TEKS BACAAN

________________________

Selamatkan Ekonomi, Perlukah Pemerintah Cetak Uang Baru?

Wakil Ketua MPR Syarif Hasan dan istri/tribunnews.com

Koran Sulindo – Wakil Ketua MPR Syarif Hasan mengingatkan pemerintah untuk berhati-hati merencanakan pencetakan uang baru. Sebab, mencetak uang baru akan mendorong inflasi yang tinggi dan membuat rakyat semakin kehilangan daya beli.

Seperti diketahui Perppu Nomor 1 Tahun 2020 tentang tentang kebijakan keuangan negara dan stabilitas keuangan untuk penanganan pandemi corona dan/atau dalam rangka menghadapi ancaman yang membahayakan perekonomian nasional dan/atau stabilitas sistem keuangan membolehkan pemerintah untuk mencetak uang baru.

Badan Anggaran DPR juga mengusulkan kepada pemerintah dan Bank Indonesia untuk mencetak uang hingga Rp 600 triliun. Tujuannya untuk menyelamatkan ekonomi Indonesia dari dampak yang ditimbulkan wabah virus corona. Banggar menilai perlu pembiayaan yang besar untuk mengatasi pandemi virus corona baik penanganan kesehatan maupun dampak ekonominya.

Syarif menyarankan pemerintah untuk membatalkan anggaran di bidang infrastruktur dan anggaran untuk ibu kota baru untuk membantu mengurangi defisit APBN. “Sebaiknya anggaran pemerintah untuk proyek-proyek infrastruktur dan anggaran untuk ibu kota baru dibatalkan agar bisa dialihkan membantu APBN yang defisitnya semakin melebar,” kata Syarif.

Perppu Nomor 1 Tahun 2020, kata Syarif, sebaiknya diganti dengan UU APBN-P Tahun 2020. “Kami menolak Perppu Nomor 1 Tahun 2020, refocusing anggaran dan lainnya harus melalui APBN-P 2020,” ujarnya.

Pandangan berbeda justru datang dari Gita Wiryawan. Ia justru mengusulkan Bank Indonesia agar mencetak uang sebanyak Rp 4.000 triliun rupiah untuk mengatasi persoalan ekonomi karena dampak corona.

________________________

TUGAS LATIHAN
1. Jawab pertanyaan tentang teks bacaan ini:
(a) Berapa jumlah uang yang diusulkan Badan Anggaran DPR untuk dicetak?
(b) Anggaran apa saja yang disarankan Syarif Hasan untuk dibatalkan?
(c) Berapa jumlah uang yang diusulkan Gita Wiryawan untuk dicetak Bank Indonesia?
2. Ringkas teks bacaan ini dalam dua kalimat.
3. Perbarui bagian teks bacaan yang dimulai dari kata-kata "Wakil Ketua MPR Syarif Hasan dan" dan berhenti setelah "mencetak uang baru.", dengan mengganti "pemerintah" menjadi "pemerintah pusat".
Daftar data sesudah ini tidak perlu dipakai.

DAFTAR DATA
________________________

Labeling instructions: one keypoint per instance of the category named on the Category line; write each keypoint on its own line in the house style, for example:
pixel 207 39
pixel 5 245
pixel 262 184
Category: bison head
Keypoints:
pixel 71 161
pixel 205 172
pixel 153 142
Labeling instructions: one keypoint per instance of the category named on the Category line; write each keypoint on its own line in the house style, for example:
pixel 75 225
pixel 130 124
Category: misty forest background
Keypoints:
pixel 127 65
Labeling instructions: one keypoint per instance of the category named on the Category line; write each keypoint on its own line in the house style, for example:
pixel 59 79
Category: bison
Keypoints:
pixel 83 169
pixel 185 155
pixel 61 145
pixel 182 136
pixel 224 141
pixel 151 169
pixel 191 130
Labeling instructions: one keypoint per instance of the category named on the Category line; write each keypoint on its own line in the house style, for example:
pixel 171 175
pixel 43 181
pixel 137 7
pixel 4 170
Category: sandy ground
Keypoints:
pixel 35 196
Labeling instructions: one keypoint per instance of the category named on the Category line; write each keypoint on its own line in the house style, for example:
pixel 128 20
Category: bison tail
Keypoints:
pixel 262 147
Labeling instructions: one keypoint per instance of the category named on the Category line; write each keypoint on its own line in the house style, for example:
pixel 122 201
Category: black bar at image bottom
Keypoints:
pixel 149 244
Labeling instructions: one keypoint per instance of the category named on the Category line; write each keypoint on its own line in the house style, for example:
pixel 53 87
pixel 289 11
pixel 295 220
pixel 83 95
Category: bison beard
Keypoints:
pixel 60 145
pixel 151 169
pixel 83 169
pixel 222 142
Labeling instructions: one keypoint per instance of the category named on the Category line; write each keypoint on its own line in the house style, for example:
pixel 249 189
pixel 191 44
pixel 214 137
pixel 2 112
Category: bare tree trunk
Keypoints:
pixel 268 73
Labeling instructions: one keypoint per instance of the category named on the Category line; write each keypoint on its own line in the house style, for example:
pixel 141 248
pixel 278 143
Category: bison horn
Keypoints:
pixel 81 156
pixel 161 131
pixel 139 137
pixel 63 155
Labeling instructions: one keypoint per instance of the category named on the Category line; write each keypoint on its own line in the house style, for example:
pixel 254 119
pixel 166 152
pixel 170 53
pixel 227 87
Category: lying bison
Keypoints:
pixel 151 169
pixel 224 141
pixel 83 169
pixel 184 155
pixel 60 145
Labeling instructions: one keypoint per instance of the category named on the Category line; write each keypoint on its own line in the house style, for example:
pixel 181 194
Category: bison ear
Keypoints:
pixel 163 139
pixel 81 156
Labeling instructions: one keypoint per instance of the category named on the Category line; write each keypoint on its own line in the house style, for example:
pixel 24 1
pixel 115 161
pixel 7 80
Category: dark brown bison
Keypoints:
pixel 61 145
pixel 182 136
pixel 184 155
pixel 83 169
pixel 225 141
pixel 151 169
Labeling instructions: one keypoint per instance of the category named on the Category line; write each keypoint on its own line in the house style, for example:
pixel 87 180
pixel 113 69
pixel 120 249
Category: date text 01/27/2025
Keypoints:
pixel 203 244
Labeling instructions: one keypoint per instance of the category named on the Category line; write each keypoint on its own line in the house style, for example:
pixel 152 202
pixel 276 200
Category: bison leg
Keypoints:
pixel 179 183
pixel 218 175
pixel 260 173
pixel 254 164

________________________

DAFTAR JAWABAN
1.
(a) Hingga Rp 600 triliun.
(b) Anggaran untuk proyek-proyek infrastruktur dan anggaran untuk ibu kota baru.
(c) Rp 4.000 triliun.

2. Wakil Ketua MPR Syarif Hasan mengingatkan pemerintah untuk berhati-hati merencanakan pencetakan uang baru karena bisa mendorong inflasi tinggi, sementara Perppu Nomor 1 Tahun 2020 membolehkannya dan Badan Anggaran DPR mengusulkan pencetakan hingga Rp 600 triliun. Syarif menyarankan anggaran infrastruktur dan ibu kota baru dibatalkan untuk membantu APBN, sedangkan Gita Wiryawan justru mengusulkan Bank Indonesia mencetak Rp 4.000 triliun.

3.
Wakil Ketua MPR Syarif Hasan dan istri/tribunnews.com

Koran Sulindo – Wakil Ketua MPR Syarif Hasan mengingatkan pemerintah pusat untuk berhati-hati merencanakan pencetakan uang baru. Sebab, mencetak uang baru akan mendorong inflasi yang tinggi dan membuat rakyat semakin kehilangan daya beli.

Seperti diketahui Perppu Nomor 1 Tahun 2020 tentang tentang kebijakan keuangan negara dan stabilitas keuangan untuk penanganan pandemi corona dan/atau dalam rangka menghadapi ancaman yang membahayakan perekonomian nasional dan/atau stabilitas sistem keuangan membolehkan pemerintah pusat untuk mencetak uang baru.